__Verilen görev a__. Aşağıdaki deprem yazısında "Eskiden depremin olması" sözlerini içeren yerle başlayıp "büyüklüğünde depremlerle sallandı." sözleriyle biten bölümün birebir kopyasını çıkarın.

__Seçilen bölüm__.
---------------

MUSTAFA CENGİZ


DEPREM GERÇEĞİ İLE YAŞAMAK...

Eskiden depremin olması anormaldi, şimdilerde olmazsa bir terslik varmış ya da daha da büyüğü kapıda imiş gibi hissetmeye başladı artık insanlar… Biz nelere alışmadık ki… Elbette bu günlerde geçecek… Biraz sabır ve metanet lütfen… Kayseri son dönemde depremi iyiden iyiye hissetmeye başlayan iller sıralamasında ilk sıralarda. Özellikle çok katlı binalarda fiyatların yüzde 40 düşüş yaşadığına dair söylentiler bir hayli fazla. Bu arada kent merkezinde Kiralar patlamış durumda. Müstakil bağ evleri ve villalar yeniden prim yapmış durumda. Bağ evi, bahçeli ya da tek-iki katlı binalarda yaşayanlar şanslı. Son olarak Kayseri'de gece saatlerinde 3.1 ve 3.9 büyüklüğünde deprem meydana geldi. Son sarsıntıları takip etmek bile nerede ise zorlaştı…


Önceki gün sabaha karşı Kayseri 3.1 ve 3.9 büyüklüğünde depremlerle sallandı.

---------------

__Verilen görev b__. Aşağıdaki kayıtlardan "flower" kelimesinin geçtiği her satırı ayıklayın ve bu satırları değiştirmeden yazın.

__Sağlanan kayıtlar__.
---------------

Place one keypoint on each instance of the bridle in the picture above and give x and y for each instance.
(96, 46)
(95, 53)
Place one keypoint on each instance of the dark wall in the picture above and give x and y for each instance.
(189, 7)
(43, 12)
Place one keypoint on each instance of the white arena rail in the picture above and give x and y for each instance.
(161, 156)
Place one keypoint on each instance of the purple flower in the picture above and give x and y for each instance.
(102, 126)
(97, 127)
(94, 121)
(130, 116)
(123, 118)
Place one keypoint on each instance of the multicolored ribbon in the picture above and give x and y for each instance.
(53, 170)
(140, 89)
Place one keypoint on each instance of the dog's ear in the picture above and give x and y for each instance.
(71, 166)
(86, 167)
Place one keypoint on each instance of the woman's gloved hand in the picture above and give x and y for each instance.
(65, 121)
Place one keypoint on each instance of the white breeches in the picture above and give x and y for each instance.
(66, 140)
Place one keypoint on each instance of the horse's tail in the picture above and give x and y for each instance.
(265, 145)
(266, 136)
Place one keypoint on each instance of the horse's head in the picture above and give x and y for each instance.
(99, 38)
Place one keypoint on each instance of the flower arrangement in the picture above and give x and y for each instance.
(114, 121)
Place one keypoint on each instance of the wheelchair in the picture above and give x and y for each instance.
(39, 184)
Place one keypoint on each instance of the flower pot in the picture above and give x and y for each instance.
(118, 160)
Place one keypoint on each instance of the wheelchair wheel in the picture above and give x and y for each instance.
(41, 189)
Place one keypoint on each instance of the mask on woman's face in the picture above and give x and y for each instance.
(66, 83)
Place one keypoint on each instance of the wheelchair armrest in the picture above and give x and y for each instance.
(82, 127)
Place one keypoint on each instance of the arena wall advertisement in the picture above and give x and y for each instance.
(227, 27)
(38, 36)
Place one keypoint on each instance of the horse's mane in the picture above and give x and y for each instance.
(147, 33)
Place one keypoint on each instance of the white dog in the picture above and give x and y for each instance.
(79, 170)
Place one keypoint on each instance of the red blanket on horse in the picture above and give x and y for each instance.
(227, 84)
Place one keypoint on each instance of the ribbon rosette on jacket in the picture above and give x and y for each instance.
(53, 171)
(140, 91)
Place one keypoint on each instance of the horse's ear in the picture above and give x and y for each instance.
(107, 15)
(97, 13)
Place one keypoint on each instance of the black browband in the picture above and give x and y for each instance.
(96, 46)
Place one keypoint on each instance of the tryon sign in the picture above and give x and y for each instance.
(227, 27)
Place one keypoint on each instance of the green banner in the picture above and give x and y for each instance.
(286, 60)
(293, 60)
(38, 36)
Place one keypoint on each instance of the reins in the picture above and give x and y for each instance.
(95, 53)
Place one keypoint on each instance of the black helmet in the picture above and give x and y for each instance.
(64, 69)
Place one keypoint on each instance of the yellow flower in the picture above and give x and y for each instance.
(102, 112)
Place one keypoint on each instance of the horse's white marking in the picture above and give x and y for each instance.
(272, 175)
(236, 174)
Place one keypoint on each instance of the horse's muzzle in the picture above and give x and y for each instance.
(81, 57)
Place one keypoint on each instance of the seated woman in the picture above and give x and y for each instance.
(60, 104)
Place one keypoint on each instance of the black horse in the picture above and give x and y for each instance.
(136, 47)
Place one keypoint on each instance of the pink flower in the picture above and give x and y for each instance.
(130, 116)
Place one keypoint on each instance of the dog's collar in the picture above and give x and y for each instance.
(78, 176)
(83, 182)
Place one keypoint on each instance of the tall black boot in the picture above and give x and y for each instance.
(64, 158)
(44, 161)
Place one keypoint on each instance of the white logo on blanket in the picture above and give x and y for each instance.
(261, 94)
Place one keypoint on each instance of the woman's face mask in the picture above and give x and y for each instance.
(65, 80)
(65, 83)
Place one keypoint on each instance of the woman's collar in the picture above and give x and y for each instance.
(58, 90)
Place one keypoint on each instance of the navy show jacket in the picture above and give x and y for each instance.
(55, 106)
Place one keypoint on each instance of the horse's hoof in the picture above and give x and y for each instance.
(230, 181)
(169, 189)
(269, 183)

---------------

__Beklenen çıktı a__.
Eskiden depremin olması anormaldi, şimdilerde olmazsa bir terslik varmış ya da daha da büyüğü kapıda imiş gibi hissetmeye başladı artık insanlar… Biz nelere alışmadık ki… Elbette bu günlerde geçecek… Biraz sabır ve metanet lütfen… Kayseri son dönemde depremi iyiden iyiye hissetmeye başlayan iller sıralamasında ilk sıralarda. Özellikle çok katlı binalarda fiyatların yüzde 40 düşüş yaşadığına dair söylentiler bir hayli fazla. Bu arada kent merkezinde Kiralar patlamış durumda. Müstakil bağ evleri ve villalar yeniden prim yapmış durumda. Bağ evi, bahçeli ya da tek-iki katlı binalarda yaşayanlar şanslı. Son olarak Kayseri'de gece saatlerinde 3.1 ve 3.9 büyüklüğünde deprem meydana geldi. Son sarsıntıları takip etmek bile nerede ise zorlaştı…


Önceki gün sabaha karşı Kayseri 3.1 ve 3.9 büyüklüğünde depremlerle sallandı.

__Beklenen çıktı b__.
Place one keypoint on each instance of the purple flower in the picture above and give x and y for each instance.
Place one keypoint on each instance of the flower arrangement in the picture above and give x and y for each instance.
Place one keypoint on each instance of the flower pot in the picture above and give x and y for each instance.
Place one keypoint on each instance of the yellow flower in the picture above and give x and y for each instance.
Place one keypoint on each instance of the pink flower in the picture above and give x and y for each instance.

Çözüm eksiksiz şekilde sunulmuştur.